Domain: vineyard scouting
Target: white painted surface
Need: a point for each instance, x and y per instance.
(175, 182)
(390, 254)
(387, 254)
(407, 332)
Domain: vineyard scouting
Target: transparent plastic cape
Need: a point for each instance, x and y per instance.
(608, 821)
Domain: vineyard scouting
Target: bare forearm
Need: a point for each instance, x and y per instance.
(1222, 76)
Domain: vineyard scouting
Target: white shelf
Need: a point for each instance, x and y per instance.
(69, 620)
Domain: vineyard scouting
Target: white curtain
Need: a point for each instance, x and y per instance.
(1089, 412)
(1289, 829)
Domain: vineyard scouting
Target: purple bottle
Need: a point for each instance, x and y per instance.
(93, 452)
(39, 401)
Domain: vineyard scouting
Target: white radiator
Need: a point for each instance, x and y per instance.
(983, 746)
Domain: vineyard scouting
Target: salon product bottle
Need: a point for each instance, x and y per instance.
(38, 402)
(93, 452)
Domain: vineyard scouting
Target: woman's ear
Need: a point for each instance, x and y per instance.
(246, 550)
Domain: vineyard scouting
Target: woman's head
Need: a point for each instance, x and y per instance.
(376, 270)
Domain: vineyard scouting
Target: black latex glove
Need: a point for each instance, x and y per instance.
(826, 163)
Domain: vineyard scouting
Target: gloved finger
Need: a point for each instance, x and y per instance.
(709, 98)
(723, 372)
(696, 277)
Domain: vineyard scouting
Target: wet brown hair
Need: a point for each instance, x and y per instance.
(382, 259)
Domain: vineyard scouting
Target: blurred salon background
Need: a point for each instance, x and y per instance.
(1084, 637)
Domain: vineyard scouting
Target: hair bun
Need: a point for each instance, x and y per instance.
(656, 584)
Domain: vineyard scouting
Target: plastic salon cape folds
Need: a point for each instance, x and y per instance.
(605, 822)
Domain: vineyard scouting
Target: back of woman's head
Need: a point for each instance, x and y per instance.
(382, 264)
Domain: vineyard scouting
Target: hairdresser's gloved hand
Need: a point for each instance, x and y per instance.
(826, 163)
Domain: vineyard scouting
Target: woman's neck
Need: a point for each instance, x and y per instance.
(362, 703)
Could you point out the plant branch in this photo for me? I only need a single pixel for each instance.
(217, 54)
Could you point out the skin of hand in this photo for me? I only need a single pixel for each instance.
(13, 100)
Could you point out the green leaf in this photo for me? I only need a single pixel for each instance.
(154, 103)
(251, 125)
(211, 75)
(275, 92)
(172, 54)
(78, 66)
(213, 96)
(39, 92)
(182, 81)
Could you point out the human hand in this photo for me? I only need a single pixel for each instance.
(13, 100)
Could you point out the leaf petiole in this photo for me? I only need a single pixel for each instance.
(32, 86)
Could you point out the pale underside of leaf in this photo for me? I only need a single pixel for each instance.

__________________________________________________

Among the entries, find every line holding "gloved" and return it.

Written response:
Target: gloved finger
Target: hairdresser's gloved hand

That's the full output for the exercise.